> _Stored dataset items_
┄┄┄┄┄┄
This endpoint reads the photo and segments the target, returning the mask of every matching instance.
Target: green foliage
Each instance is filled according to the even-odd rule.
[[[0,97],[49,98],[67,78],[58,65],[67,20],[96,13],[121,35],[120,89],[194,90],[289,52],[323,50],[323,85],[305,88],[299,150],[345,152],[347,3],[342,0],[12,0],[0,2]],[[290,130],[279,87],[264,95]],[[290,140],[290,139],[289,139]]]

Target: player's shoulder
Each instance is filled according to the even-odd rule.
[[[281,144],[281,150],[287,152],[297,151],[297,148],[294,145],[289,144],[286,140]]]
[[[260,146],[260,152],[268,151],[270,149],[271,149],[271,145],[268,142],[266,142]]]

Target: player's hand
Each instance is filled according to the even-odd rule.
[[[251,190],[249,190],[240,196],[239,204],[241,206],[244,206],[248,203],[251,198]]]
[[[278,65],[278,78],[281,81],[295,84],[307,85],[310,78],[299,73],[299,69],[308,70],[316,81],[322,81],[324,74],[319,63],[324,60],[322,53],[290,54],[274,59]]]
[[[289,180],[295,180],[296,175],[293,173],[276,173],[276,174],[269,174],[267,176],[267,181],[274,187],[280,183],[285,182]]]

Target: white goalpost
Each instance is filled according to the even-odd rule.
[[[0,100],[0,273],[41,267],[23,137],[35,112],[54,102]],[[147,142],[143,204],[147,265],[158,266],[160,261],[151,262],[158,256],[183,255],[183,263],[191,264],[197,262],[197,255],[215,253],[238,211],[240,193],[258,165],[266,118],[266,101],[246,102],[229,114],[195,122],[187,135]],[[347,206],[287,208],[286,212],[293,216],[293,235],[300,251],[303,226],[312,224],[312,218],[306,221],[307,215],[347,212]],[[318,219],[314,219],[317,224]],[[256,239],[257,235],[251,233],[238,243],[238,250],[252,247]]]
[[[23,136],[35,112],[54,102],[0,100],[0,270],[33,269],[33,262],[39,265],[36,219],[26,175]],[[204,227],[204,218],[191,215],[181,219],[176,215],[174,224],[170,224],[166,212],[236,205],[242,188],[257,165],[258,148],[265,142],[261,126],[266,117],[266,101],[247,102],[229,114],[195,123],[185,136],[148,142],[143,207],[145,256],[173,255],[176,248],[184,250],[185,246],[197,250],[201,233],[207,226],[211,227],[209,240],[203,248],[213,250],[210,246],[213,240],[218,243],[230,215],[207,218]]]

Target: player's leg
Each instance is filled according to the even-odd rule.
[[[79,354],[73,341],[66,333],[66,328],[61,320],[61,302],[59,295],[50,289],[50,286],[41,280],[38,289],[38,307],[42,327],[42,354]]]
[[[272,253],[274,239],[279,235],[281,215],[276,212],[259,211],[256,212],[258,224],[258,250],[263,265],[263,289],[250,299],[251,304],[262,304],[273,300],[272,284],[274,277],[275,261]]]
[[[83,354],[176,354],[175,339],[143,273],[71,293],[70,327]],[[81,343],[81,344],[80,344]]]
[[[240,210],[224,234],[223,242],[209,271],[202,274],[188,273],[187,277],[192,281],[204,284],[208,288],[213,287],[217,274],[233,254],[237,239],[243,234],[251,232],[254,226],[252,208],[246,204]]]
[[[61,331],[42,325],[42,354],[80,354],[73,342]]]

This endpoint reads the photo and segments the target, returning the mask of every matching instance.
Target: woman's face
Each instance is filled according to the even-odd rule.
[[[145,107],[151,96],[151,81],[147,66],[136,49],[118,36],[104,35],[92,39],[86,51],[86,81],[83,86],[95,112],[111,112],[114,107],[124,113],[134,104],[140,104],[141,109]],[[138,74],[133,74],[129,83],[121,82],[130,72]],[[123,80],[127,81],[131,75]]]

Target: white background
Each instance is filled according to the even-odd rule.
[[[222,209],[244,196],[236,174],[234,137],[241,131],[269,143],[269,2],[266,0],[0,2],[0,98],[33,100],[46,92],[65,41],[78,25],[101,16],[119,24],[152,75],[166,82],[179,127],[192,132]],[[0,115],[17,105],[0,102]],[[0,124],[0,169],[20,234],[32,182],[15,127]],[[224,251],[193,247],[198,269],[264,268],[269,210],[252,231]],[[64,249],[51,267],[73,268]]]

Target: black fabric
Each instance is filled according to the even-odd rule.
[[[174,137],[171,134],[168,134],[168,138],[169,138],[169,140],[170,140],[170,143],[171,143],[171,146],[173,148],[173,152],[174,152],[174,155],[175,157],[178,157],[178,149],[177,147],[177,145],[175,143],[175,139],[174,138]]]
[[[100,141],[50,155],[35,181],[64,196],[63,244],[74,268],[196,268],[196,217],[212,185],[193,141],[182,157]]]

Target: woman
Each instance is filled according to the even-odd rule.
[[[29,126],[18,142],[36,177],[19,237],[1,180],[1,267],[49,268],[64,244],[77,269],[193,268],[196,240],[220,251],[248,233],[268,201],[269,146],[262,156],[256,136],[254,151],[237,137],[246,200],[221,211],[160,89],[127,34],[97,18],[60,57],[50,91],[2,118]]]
┄┄┄┄┄┄
> _What needs to be done_
Reproduce the item lines verbatim from the line with "Target: black fabric" through the end of the items.

> _Answer to this exercise_
Target: black fabric
Each instance is filled according to the even-odd rule.
[[[174,137],[171,134],[168,134],[168,138],[169,138],[169,140],[170,140],[170,143],[171,143],[171,146],[173,148],[173,152],[174,152],[174,155],[175,157],[178,157],[178,149],[177,147],[177,145],[175,143],[175,139],[174,138]]]
[[[100,141],[50,155],[35,181],[64,196],[63,244],[74,268],[196,268],[196,217],[212,185],[193,141],[182,157]]]

Target: woman
Each instance is filled according to the even-odd rule.
[[[29,126],[18,142],[36,177],[19,237],[1,180],[1,267],[49,268],[64,244],[77,269],[193,268],[196,240],[220,251],[248,233],[268,201],[269,146],[262,156],[256,136],[254,151],[237,137],[246,200],[221,211],[160,89],[127,34],[97,18],[60,57],[50,91],[2,118]]]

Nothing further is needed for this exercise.